=== DOCUMENT SECTION ===

Well, this was a shocker: Many people have no doubt been following the story of the anonymous “JP”, who campaigned to get his marriage proposal aired as a commercial during the Super Bowl, promoting it on his MySuperProposal.com website. The plan fell through, as there wasn’t enough money for the $2.6 million commercial, and CBS couldn’t find extra time in the game to help him out, but he did manage to buy a 30-second spot during last night’s Veronica Mars on the local Seattle affiliate.

So, who was JP? None other than Rand Fishkin, operator of SEOmoz.org. Amazing, I guess the SEO community has its hands in everything!

Anyway, Rand proposed to his girlfriend, Geraldine DeRuiter, at about 9:25 last night. I wish the CW had carried the ad nationally, because I was watching Veronica Mars anyway (great episode, and great choice of proposal venue!). Here’s the commercial, courtesy of iFILM:

And here’s the video of her seeing it, and saying yes:

What an amazing, genuine reaction. I’ll be watching that a few hundred times.

=== DATA PROVIDED ===

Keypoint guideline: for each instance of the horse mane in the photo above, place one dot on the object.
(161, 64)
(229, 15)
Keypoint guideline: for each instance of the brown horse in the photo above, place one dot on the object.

===

> **WHAT IS BEING ASKED**
In the post about the televised marriage proposal, reproduce everything from "Well, this was" down to "hands in everything!".

> **ANSWER TO THE EXERCISE**
Well, this was a shocker: Many people have no doubt been following the story of the anonymous “JP”, who campaigned to get his marriage proposal aired as a commercial during the Super Bowl, promoting it on his MySuperProposal.com website. The plan fell through, as there wasn’t enough money for the $2.6 million commercial, and CBS couldn’t find extra time in the game to help him out, but he did manage to buy a 30-second spot during last night’s Veronica Mars on the local Seattle affiliate.

So, who was JP? None other than Rand Fishkin, operator of SEOmoz.org. Amazing, I guess the SEO community has its hands in everything!